* What you will do *
Pick out every line of the data below that contains the word "tire" and copy each of those lines in full. The match is case-sensitive.

----

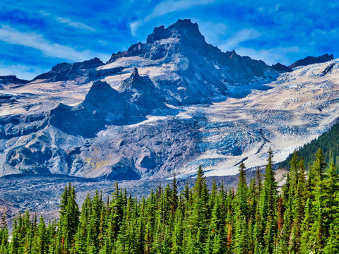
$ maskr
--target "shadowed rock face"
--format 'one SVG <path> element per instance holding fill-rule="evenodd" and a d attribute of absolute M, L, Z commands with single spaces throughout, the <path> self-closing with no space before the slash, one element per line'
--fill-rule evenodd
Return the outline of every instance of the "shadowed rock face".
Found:
<path fill-rule="evenodd" d="M 126 52 L 113 54 L 108 63 L 121 57 L 136 56 L 151 59 L 164 59 L 166 61 L 177 54 L 186 57 L 192 65 L 187 72 L 198 71 L 200 73 L 203 71 L 208 73 L 209 69 L 205 70 L 206 64 L 212 61 L 210 64 L 219 65 L 218 68 L 224 68 L 222 71 L 228 71 L 230 78 L 227 82 L 249 80 L 254 76 L 262 76 L 264 69 L 268 67 L 262 61 L 240 56 L 234 51 L 223 53 L 218 47 L 208 44 L 200 33 L 198 25 L 192 23 L 190 20 L 179 20 L 167 28 L 163 25 L 155 28 L 148 37 L 146 43 L 139 42 L 131 46 Z M 205 68 L 198 70 L 202 66 Z"/>
<path fill-rule="evenodd" d="M 154 109 L 166 108 L 148 77 L 134 69 L 119 92 L 106 82 L 96 81 L 78 106 L 62 104 L 51 111 L 50 123 L 64 132 L 93 138 L 107 125 L 126 125 L 145 119 Z"/>
<path fill-rule="evenodd" d="M 318 57 L 307 56 L 304 59 L 300 59 L 295 61 L 288 67 L 293 68 L 298 66 L 306 66 L 309 64 L 325 63 L 328 61 L 333 60 L 333 59 L 334 57 L 333 54 L 328 55 L 328 54 L 325 54 L 324 55 Z"/>
<path fill-rule="evenodd" d="M 314 80 L 335 80 L 338 64 L 320 67 L 310 66 L 311 80 L 304 83 L 308 68 L 282 73 L 290 70 L 222 52 L 189 20 L 156 28 L 146 43 L 113 54 L 108 64 L 61 63 L 26 85 L 4 85 L 0 176 L 138 179 L 189 174 L 199 164 L 237 168 L 247 157 L 254 164 L 276 140 L 291 135 L 297 143 L 299 135 L 323 130 L 316 120 L 331 122 L 326 103 L 335 92 L 307 95 L 314 104 L 300 97 Z M 321 90 L 335 89 L 317 82 Z M 290 128 L 299 112 L 300 122 Z"/>
<path fill-rule="evenodd" d="M 47 82 L 78 80 L 86 83 L 100 76 L 95 68 L 103 65 L 97 57 L 83 62 L 67 64 L 61 63 L 52 68 L 52 71 L 37 75 L 32 81 L 44 80 Z"/>
<path fill-rule="evenodd" d="M 280 63 L 277 63 L 275 64 L 272 65 L 272 68 L 277 71 L 282 71 L 282 72 L 290 72 L 293 70 L 290 67 L 286 66 Z"/>

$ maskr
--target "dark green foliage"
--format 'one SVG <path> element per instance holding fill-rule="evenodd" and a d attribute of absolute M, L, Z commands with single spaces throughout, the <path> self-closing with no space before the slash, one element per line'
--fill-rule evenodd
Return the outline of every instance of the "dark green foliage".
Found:
<path fill-rule="evenodd" d="M 199 167 L 192 189 L 159 187 L 140 200 L 115 184 L 107 201 L 97 191 L 80 213 L 74 187 L 65 187 L 59 222 L 47 225 L 28 211 L 13 220 L 11 241 L 4 212 L 0 254 L 297 254 L 339 251 L 339 176 L 321 150 L 308 177 L 295 153 L 278 191 L 268 151 L 265 175 L 256 169 L 248 186 L 239 165 L 237 190 L 213 182 L 208 190 Z M 38 222 L 37 222 L 38 220 Z"/>
<path fill-rule="evenodd" d="M 328 132 L 299 149 L 299 156 L 304 159 L 307 169 L 309 169 L 312 165 L 314 154 L 319 147 L 323 150 L 326 163 L 328 164 L 333 160 L 336 165 L 339 164 L 339 123 L 334 125 Z M 292 157 L 292 155 L 290 155 L 286 160 L 280 162 L 279 167 L 288 169 Z"/>

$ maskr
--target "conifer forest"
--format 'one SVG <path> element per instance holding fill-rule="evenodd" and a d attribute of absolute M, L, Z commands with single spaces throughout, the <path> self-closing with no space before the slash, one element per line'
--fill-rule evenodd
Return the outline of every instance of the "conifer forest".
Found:
<path fill-rule="evenodd" d="M 324 158 L 319 149 L 305 168 L 295 152 L 282 186 L 270 150 L 249 184 L 240 164 L 236 189 L 209 190 L 199 167 L 193 188 L 179 192 L 174 176 L 137 200 L 117 183 L 112 195 L 88 195 L 81 207 L 70 183 L 54 221 L 27 211 L 9 232 L 4 213 L 0 253 L 338 253 L 339 175 Z"/>

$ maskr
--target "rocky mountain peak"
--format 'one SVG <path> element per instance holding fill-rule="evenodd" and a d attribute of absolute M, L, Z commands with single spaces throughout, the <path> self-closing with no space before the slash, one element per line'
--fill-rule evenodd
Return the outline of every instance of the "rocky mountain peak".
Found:
<path fill-rule="evenodd" d="M 146 42 L 153 43 L 155 41 L 168 38 L 178 38 L 184 42 L 206 42 L 205 37 L 199 31 L 198 24 L 192 23 L 190 19 L 179 19 L 167 28 L 165 28 L 164 25 L 154 28 L 153 32 L 147 37 Z"/>
<path fill-rule="evenodd" d="M 295 61 L 288 67 L 290 68 L 293 68 L 298 66 L 306 66 L 314 64 L 325 63 L 333 59 L 334 59 L 333 55 L 333 54 L 329 55 L 328 54 L 325 54 L 318 57 L 307 56 L 304 59 L 300 59 Z"/>
<path fill-rule="evenodd" d="M 90 87 L 84 102 L 90 104 L 93 102 L 95 103 L 98 102 L 105 102 L 105 101 L 109 100 L 109 98 L 117 95 L 117 90 L 112 88 L 108 83 L 98 80 L 95 82 Z"/>
<path fill-rule="evenodd" d="M 136 78 L 137 78 L 137 77 L 140 77 L 140 76 L 139 76 L 139 73 L 138 73 L 138 68 L 134 67 L 134 68 L 133 68 L 132 75 L 131 75 L 131 76 L 133 76 L 133 77 L 136 77 Z"/>

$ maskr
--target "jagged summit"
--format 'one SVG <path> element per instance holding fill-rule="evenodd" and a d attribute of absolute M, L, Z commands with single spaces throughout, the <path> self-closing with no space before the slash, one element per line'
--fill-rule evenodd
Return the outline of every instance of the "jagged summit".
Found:
<path fill-rule="evenodd" d="M 185 42 L 204 43 L 205 37 L 201 34 L 198 24 L 189 19 L 178 20 L 175 23 L 165 28 L 164 25 L 154 28 L 153 32 L 147 37 L 147 43 L 153 43 L 163 39 L 182 39 Z"/>

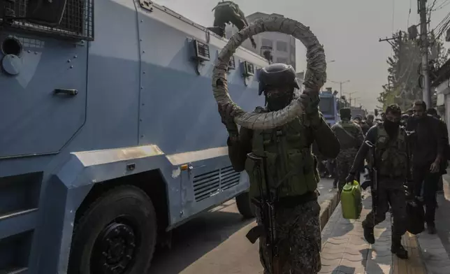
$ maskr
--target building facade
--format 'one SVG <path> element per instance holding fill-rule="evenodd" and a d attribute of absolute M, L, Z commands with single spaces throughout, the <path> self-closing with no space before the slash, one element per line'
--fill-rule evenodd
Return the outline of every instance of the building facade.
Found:
<path fill-rule="evenodd" d="M 270 17 L 283 17 L 276 13 L 267 14 L 263 13 L 254 13 L 247 16 L 247 20 L 249 24 L 260 18 L 268 18 Z M 227 25 L 225 28 L 226 38 L 229 38 L 238 31 L 238 28 L 233 25 Z M 254 36 L 256 48 L 252 46 L 249 39 L 242 43 L 242 46 L 252 50 L 252 52 L 263 55 L 261 47 L 272 48 L 272 56 L 274 63 L 283 63 L 291 65 L 296 70 L 296 38 L 290 35 L 279 32 L 263 32 Z"/>

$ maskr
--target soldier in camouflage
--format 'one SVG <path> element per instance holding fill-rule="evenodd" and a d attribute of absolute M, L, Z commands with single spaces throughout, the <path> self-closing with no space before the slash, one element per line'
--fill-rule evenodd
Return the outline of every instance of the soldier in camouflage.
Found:
<path fill-rule="evenodd" d="M 401 244 L 402 236 L 406 232 L 406 195 L 404 184 L 411 174 L 408 170 L 407 139 L 405 129 L 400 126 L 401 110 L 397 104 L 389 106 L 384 113 L 382 124 L 372 127 L 365 136 L 375 145 L 376 162 L 378 171 L 377 211 L 371 211 L 363 222 L 364 238 L 370 244 L 375 243 L 373 228 L 386 218 L 386 213 L 392 208 L 393 226 L 391 252 L 400 259 L 407 259 L 408 252 Z M 361 145 L 358 151 L 347 181 L 351 181 L 368 155 L 369 147 Z M 410 186 L 409 189 L 412 189 Z"/>
<path fill-rule="evenodd" d="M 281 110 L 294 98 L 298 89 L 291 66 L 273 64 L 259 74 L 259 94 L 264 93 L 267 107 L 257 113 Z M 320 153 L 335 158 L 340 145 L 319 112 L 319 91 L 307 87 L 300 96 L 305 113 L 276 129 L 238 132 L 231 106 L 219 106 L 222 122 L 228 129 L 228 154 L 236 171 L 245 170 L 250 179 L 249 196 L 259 199 L 259 182 L 254 163 L 247 159 L 252 152 L 266 159 L 269 187 L 277 192 L 275 206 L 277 264 L 270 265 L 271 249 L 265 236 L 260 236 L 259 254 L 265 273 L 276 267 L 277 273 L 316 274 L 321 269 L 320 206 L 317 202 L 319 180 L 317 159 L 311 151 L 316 142 Z M 264 184 L 265 185 L 265 184 Z M 263 225 L 257 213 L 259 225 Z M 276 266 L 275 266 L 276 265 Z"/>
<path fill-rule="evenodd" d="M 340 143 L 340 152 L 336 158 L 338 182 L 340 193 L 346 183 L 345 178 L 350 171 L 358 150 L 363 144 L 364 136 L 361 128 L 351 121 L 351 110 L 349 108 L 341 108 L 339 113 L 341 120 L 331 127 L 331 130 Z"/>
<path fill-rule="evenodd" d="M 239 8 L 237 3 L 231 1 L 219 2 L 212 10 L 214 11 L 213 27 L 208 28 L 220 36 L 225 36 L 225 25 L 231 23 L 241 30 L 249 25 L 245 15 Z M 256 48 L 256 43 L 253 37 L 249 37 L 252 45 Z"/>

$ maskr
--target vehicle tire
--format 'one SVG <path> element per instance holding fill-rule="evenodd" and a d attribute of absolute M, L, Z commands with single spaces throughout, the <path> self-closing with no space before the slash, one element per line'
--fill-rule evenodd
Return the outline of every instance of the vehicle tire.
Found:
<path fill-rule="evenodd" d="M 75 226 L 68 273 L 147 273 L 157 229 L 154 208 L 143 191 L 129 185 L 108 191 Z"/>
<path fill-rule="evenodd" d="M 256 216 L 256 208 L 250 201 L 249 192 L 241 193 L 236 196 L 238 210 L 245 218 L 254 218 Z"/>

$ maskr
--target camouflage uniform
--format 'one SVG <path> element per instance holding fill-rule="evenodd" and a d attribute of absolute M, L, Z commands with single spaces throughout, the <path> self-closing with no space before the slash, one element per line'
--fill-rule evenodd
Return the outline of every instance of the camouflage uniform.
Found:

----

* Exercise output *
--target vehicle tire
Return the outline of every instance of the vehicle tire.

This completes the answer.